### WHAT IS NEEDED
List every line below that contains the string "shelf". Case counts.

### TASK INPUTS
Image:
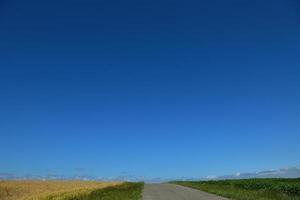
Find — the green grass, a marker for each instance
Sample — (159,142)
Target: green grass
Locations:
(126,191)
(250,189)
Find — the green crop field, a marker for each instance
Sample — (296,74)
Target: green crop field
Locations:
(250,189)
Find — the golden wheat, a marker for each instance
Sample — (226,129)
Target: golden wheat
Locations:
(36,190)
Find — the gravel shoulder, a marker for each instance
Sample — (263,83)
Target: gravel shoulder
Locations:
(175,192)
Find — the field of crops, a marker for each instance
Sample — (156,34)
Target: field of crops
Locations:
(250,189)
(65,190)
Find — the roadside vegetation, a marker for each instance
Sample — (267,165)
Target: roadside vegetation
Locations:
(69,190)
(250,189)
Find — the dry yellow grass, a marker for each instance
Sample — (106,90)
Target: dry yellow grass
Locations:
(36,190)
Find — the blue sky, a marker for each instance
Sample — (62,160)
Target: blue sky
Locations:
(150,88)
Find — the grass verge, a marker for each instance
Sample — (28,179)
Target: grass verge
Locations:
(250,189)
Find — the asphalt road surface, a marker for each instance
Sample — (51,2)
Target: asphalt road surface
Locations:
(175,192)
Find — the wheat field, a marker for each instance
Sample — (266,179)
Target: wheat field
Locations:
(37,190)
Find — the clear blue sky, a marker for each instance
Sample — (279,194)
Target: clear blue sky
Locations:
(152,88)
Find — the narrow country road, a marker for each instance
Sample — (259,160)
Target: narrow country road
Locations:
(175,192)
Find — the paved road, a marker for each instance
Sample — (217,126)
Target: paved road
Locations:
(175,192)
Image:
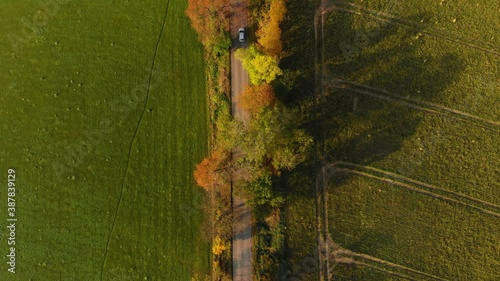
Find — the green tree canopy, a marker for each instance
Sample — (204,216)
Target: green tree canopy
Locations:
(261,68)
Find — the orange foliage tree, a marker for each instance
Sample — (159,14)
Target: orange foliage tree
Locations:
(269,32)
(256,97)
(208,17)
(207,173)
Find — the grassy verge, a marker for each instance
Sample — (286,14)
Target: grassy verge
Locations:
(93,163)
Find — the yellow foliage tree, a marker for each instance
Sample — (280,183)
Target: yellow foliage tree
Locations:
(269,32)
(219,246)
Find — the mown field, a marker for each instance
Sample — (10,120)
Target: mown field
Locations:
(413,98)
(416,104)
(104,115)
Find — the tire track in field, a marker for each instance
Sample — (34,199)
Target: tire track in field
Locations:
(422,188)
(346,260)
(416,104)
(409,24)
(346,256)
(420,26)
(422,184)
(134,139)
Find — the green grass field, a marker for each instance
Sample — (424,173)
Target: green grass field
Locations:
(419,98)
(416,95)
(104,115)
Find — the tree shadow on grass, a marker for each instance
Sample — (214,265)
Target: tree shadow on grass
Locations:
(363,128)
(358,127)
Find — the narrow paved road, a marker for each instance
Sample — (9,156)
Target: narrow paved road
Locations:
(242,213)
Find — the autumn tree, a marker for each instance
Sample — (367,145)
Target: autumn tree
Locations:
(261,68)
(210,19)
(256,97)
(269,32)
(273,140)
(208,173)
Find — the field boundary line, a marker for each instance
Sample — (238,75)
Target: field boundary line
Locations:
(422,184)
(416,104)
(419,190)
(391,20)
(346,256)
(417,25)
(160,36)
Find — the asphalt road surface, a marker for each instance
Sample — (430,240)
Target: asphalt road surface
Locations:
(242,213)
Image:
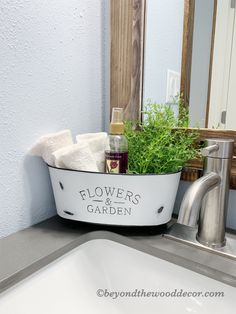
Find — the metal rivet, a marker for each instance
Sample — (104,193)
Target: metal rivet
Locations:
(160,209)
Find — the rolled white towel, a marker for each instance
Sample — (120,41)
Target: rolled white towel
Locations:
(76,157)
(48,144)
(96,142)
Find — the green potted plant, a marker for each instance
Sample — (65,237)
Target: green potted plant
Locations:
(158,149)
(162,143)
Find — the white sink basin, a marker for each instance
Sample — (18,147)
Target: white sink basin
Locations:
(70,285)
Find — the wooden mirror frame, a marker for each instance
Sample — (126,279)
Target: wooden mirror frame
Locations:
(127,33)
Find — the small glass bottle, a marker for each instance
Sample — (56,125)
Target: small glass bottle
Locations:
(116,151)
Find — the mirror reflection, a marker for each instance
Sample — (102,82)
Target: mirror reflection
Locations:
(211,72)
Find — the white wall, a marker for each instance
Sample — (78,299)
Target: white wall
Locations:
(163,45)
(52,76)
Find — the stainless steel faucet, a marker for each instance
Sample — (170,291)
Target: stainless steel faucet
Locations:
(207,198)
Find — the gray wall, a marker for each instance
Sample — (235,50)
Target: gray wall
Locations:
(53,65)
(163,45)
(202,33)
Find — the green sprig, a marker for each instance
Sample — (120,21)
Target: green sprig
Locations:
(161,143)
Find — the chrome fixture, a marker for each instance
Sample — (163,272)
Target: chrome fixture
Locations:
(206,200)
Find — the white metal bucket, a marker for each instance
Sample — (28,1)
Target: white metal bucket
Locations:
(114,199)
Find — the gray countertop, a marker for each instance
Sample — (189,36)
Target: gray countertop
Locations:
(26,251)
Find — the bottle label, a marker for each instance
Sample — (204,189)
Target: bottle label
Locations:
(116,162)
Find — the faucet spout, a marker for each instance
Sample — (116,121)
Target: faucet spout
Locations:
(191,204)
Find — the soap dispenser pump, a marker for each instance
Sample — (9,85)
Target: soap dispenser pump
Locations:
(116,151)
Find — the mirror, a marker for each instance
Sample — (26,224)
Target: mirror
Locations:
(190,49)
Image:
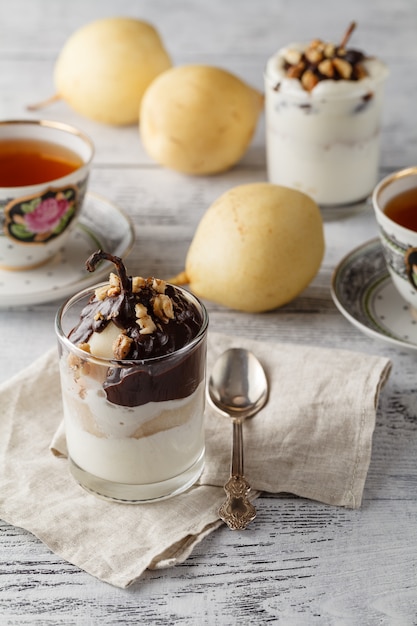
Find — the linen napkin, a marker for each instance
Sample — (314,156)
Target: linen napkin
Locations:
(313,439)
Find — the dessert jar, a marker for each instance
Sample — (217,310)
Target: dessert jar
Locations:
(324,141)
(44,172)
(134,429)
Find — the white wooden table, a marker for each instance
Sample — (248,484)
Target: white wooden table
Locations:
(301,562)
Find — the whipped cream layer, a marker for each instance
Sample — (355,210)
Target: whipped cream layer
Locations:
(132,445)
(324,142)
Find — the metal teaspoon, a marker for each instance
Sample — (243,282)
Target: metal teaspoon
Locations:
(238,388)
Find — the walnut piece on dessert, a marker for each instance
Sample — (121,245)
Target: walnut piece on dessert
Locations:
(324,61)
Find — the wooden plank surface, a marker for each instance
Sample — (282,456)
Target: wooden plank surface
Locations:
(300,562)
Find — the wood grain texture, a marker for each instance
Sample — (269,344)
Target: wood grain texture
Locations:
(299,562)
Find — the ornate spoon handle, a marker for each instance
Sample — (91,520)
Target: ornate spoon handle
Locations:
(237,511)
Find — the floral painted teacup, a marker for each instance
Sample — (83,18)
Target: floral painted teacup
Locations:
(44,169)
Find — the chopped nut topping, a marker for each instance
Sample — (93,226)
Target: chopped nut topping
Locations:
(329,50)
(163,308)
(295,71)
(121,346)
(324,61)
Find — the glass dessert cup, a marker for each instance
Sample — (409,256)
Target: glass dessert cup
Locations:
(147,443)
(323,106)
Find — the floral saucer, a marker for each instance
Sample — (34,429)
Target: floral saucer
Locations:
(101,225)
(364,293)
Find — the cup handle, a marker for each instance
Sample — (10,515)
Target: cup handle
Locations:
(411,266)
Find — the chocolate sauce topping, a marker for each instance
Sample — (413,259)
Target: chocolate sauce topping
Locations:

* * *

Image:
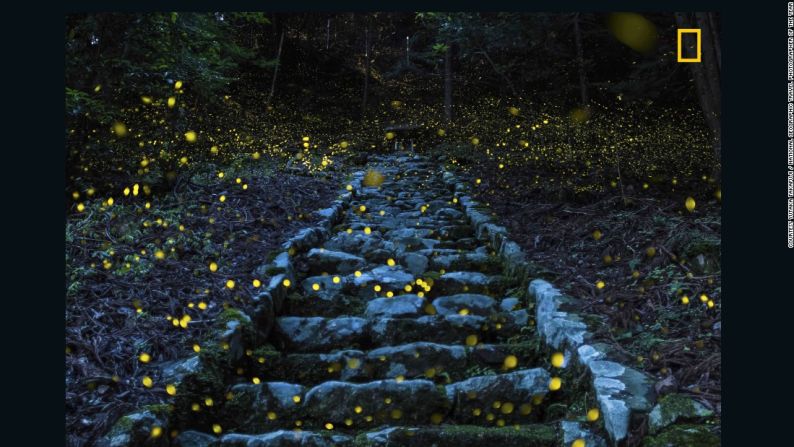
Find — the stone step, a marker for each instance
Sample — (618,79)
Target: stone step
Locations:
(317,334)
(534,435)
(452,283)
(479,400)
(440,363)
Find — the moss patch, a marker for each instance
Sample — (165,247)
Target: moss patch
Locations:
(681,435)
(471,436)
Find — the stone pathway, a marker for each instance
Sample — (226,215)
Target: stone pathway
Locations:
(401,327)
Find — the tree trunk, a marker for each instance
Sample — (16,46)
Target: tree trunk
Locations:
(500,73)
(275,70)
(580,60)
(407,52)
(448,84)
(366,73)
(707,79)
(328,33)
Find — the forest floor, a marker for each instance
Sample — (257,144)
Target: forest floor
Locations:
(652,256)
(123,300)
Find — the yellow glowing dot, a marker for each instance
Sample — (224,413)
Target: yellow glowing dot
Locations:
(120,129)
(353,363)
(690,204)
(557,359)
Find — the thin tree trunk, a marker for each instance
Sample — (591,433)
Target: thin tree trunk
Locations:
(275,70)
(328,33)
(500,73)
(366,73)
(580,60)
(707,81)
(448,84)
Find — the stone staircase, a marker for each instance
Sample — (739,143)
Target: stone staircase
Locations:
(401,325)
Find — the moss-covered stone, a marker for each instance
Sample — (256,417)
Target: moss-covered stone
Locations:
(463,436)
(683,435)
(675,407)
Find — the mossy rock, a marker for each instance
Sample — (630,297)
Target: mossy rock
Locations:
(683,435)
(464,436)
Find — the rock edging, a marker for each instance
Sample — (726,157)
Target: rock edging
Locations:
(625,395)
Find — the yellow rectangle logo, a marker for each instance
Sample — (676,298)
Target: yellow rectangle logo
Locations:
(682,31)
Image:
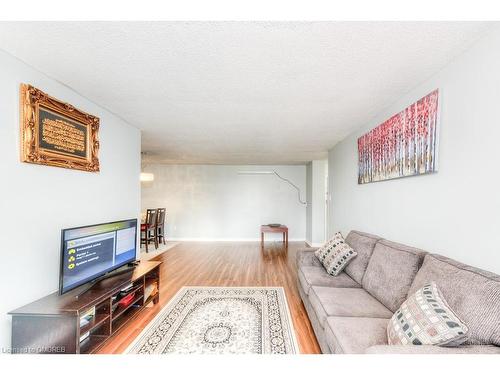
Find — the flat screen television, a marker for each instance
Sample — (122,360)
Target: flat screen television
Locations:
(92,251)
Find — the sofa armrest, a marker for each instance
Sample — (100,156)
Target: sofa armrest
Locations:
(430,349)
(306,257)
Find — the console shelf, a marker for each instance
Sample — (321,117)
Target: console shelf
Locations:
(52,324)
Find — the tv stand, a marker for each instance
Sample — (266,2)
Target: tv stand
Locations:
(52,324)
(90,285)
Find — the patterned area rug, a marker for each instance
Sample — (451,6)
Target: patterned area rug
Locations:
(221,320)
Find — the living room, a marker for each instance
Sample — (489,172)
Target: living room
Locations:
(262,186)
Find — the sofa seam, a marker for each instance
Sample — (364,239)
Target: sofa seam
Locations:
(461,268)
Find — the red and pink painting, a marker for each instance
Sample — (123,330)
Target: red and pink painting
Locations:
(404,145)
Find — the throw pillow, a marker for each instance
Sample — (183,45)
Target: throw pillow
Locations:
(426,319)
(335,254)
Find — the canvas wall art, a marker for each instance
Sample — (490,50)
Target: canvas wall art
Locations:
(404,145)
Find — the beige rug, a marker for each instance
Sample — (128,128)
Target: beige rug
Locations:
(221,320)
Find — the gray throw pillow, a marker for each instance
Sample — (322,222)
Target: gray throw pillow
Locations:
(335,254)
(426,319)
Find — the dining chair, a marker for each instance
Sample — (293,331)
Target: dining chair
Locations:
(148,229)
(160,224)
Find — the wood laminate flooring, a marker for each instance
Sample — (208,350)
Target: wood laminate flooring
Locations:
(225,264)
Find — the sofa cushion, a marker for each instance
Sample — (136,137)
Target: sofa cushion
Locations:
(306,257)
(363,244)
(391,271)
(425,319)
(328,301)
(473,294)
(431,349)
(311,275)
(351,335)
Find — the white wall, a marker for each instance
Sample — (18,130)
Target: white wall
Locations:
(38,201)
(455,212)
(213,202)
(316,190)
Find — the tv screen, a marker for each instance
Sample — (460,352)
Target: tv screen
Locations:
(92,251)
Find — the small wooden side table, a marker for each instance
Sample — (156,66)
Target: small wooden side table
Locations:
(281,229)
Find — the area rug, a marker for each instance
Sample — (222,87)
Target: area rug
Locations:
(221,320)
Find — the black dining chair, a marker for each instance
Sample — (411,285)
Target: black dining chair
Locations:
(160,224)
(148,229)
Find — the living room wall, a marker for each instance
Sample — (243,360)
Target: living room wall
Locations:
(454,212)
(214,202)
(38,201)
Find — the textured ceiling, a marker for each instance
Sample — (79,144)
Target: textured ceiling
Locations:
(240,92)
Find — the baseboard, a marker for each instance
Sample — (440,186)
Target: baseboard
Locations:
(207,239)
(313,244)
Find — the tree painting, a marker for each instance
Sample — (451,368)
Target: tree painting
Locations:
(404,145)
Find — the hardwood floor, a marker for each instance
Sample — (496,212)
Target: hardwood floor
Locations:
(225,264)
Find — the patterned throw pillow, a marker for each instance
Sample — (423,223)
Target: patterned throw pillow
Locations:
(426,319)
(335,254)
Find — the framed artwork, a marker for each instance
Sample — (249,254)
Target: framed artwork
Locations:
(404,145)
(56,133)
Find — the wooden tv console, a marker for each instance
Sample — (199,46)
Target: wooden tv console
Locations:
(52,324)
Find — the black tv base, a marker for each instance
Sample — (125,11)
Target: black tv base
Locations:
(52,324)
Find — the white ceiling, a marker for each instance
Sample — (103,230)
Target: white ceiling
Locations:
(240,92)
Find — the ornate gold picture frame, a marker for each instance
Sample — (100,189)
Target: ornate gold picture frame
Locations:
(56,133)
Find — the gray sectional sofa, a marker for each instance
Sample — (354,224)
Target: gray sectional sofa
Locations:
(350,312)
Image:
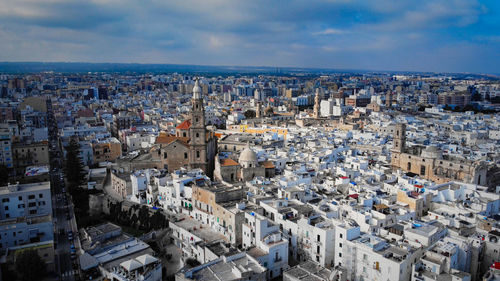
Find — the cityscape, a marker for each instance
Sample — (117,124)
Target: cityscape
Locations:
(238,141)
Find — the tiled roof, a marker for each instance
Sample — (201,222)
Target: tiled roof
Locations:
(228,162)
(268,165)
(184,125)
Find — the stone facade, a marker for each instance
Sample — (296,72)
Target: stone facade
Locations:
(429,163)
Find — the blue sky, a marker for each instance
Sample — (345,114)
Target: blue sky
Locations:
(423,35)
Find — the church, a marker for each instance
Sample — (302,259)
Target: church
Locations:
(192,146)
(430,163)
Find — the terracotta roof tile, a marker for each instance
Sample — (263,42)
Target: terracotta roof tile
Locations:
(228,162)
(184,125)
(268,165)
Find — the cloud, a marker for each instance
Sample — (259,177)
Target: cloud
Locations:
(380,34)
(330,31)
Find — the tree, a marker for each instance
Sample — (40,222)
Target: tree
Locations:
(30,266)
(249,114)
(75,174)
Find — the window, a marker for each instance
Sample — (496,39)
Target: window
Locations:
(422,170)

--

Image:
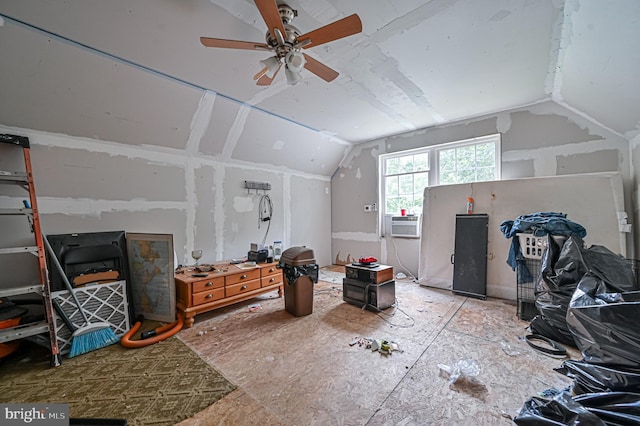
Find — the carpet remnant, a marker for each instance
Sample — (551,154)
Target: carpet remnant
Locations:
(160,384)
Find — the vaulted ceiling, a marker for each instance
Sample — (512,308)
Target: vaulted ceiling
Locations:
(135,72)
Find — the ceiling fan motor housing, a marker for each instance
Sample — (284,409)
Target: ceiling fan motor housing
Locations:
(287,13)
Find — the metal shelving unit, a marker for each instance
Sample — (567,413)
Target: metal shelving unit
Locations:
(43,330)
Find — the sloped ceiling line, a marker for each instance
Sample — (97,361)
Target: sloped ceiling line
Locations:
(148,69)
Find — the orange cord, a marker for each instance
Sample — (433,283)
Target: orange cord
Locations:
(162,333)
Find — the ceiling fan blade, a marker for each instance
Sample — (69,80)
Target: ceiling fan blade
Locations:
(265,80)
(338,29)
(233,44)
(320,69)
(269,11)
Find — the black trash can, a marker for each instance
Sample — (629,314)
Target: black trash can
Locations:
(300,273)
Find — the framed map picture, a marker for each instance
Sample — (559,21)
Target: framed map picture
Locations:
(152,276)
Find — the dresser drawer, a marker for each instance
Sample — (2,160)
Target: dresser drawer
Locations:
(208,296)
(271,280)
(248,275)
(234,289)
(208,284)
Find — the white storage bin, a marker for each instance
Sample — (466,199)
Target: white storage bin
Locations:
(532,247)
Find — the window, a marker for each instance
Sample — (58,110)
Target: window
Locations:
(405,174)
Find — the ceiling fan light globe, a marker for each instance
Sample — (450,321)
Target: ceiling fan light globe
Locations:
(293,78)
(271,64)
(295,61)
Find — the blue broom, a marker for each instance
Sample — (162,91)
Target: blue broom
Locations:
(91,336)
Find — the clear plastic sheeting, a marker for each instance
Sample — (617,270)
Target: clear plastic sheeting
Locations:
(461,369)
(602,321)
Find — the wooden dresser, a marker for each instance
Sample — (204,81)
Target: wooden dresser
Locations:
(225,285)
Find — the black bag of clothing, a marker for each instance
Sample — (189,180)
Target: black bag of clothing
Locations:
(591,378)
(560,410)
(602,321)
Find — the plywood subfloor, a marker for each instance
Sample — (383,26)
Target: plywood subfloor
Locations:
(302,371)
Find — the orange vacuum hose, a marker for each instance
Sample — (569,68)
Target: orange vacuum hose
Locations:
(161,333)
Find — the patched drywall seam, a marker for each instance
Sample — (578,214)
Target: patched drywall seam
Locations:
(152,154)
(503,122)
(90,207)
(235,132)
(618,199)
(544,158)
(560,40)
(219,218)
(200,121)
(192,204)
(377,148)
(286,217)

### ANSWER BELOW
Find — the console shelf, a marker for each instance
Target: console shelf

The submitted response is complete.